Task item:
This task calls for the lines below starting at the one containing "e.g. [[481, 68]]" and ending at the one containing "e.g. [[348, 22]]", repeated exactly with both ends kept and pictures left out.

** Opening Data for this exercise block **

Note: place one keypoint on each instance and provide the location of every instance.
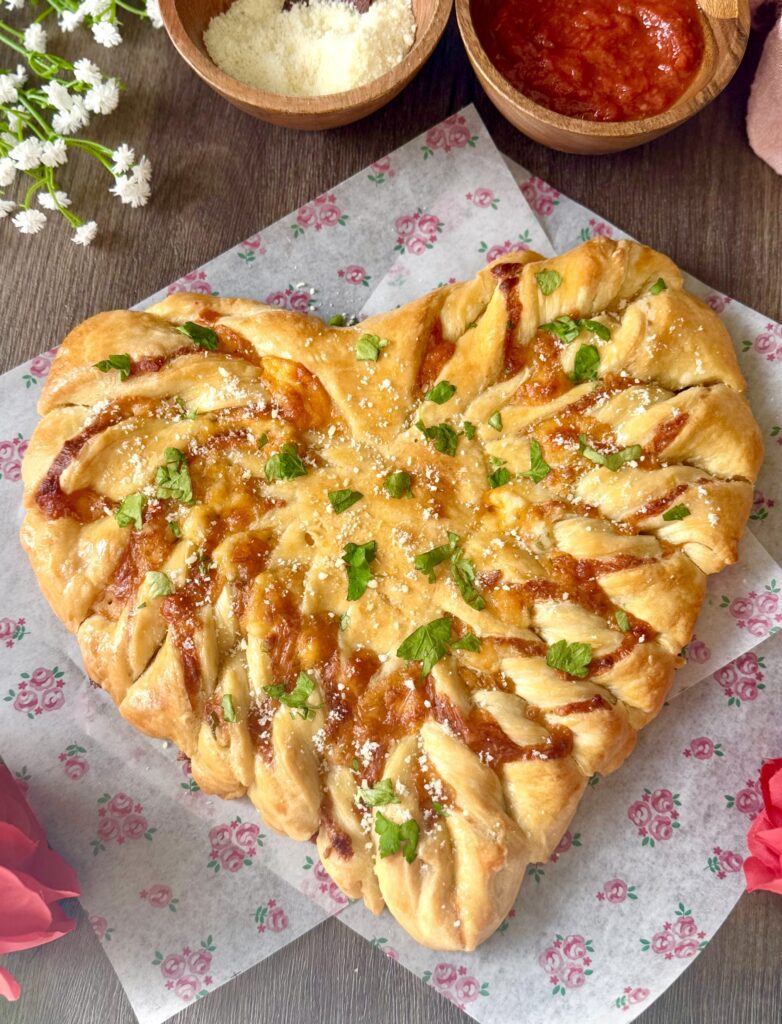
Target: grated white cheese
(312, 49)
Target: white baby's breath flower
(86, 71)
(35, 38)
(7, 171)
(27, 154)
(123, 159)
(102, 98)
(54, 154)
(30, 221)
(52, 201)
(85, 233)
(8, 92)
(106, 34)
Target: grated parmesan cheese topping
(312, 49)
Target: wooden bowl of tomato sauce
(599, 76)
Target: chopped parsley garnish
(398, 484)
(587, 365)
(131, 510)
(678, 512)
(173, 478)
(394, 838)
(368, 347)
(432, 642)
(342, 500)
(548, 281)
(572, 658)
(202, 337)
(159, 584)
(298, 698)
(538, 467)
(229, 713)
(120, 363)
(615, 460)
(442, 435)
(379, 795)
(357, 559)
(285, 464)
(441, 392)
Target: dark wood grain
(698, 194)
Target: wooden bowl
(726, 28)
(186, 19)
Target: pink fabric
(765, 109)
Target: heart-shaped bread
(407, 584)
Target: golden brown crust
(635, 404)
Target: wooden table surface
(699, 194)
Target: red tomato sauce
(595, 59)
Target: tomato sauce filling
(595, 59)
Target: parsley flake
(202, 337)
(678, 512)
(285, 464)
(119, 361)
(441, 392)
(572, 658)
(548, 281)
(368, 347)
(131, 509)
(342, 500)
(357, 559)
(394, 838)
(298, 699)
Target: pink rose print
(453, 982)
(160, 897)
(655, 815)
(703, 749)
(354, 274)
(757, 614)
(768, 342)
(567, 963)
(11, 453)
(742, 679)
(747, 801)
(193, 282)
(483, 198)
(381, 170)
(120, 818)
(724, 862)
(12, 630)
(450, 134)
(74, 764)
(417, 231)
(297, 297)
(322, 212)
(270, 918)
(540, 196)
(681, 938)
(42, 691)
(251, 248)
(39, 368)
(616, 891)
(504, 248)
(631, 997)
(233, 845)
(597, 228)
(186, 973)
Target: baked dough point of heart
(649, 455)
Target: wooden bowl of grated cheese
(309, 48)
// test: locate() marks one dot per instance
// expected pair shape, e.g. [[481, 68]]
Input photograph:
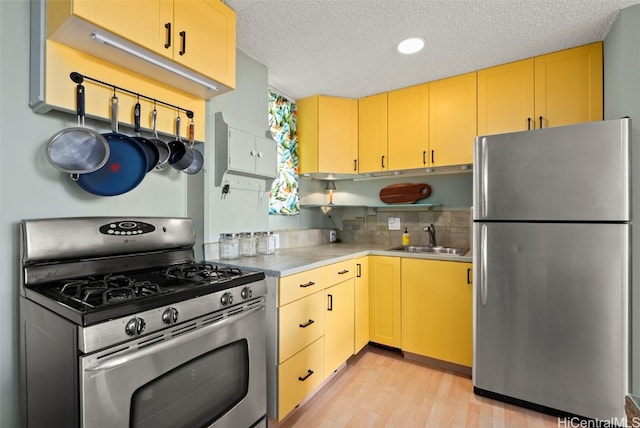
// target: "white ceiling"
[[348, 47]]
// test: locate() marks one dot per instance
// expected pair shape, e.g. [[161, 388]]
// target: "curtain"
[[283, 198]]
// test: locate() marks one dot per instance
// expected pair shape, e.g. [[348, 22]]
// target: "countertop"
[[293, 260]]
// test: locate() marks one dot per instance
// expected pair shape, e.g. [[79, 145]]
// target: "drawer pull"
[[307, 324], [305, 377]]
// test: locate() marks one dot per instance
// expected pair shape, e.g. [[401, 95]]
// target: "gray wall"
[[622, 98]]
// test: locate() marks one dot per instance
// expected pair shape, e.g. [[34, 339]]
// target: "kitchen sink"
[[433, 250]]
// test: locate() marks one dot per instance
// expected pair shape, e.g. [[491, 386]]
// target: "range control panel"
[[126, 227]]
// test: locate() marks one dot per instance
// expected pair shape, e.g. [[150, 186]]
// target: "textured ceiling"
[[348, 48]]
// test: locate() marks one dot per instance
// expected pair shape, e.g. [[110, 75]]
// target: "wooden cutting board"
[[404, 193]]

** Closing Data for this exercise block **
** Opening Data for this exercise block **

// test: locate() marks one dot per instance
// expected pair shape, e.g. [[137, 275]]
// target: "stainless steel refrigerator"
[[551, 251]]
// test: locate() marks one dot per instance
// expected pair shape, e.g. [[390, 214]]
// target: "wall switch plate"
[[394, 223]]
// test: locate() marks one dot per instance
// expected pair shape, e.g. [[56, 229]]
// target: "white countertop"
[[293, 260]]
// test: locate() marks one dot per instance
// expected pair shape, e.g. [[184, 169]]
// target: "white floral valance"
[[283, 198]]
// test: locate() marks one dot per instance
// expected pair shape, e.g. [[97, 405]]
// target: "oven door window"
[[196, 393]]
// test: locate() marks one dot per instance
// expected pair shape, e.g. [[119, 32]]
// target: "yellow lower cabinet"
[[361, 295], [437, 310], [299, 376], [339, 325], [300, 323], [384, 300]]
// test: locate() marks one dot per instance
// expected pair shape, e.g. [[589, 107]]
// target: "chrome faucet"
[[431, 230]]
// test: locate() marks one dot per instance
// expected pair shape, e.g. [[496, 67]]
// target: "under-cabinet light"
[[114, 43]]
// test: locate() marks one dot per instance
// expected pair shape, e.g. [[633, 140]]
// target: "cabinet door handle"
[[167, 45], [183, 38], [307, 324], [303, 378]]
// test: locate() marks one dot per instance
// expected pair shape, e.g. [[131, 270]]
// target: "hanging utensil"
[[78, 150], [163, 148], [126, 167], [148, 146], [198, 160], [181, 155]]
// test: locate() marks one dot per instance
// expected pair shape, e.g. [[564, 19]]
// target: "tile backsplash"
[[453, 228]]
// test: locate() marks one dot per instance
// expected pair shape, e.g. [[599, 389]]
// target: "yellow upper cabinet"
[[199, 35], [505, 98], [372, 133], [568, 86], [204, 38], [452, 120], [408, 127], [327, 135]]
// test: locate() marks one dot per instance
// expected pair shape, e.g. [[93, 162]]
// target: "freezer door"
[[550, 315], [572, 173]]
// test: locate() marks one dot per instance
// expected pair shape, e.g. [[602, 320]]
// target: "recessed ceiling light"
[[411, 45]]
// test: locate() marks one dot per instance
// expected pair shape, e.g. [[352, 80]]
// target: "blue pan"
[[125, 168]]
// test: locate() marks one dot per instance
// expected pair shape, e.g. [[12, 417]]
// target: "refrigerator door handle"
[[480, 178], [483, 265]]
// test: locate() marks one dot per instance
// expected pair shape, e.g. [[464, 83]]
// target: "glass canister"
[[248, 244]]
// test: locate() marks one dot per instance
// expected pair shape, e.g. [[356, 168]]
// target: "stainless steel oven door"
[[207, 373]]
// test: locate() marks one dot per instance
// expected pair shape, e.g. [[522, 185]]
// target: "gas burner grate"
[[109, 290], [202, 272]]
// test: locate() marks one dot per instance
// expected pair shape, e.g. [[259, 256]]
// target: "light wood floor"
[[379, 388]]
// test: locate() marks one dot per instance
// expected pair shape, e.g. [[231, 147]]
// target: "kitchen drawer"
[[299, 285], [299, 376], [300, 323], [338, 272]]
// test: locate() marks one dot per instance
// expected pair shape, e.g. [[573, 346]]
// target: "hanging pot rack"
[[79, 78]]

** Closing Data for this exercise block **

Solution for this task:
// expected pair shape, e.g. [[481, 68]]
Input photograph:
// target: "white ceiling"
[[348, 47]]
// test: locate() marks one dot per instance
// expected pair shape, e.g. [[161, 388]]
// target: "curtain"
[[283, 198]]
// test: locate() marks one dot per instance
// expected pair shape, e.g. [[348, 22]]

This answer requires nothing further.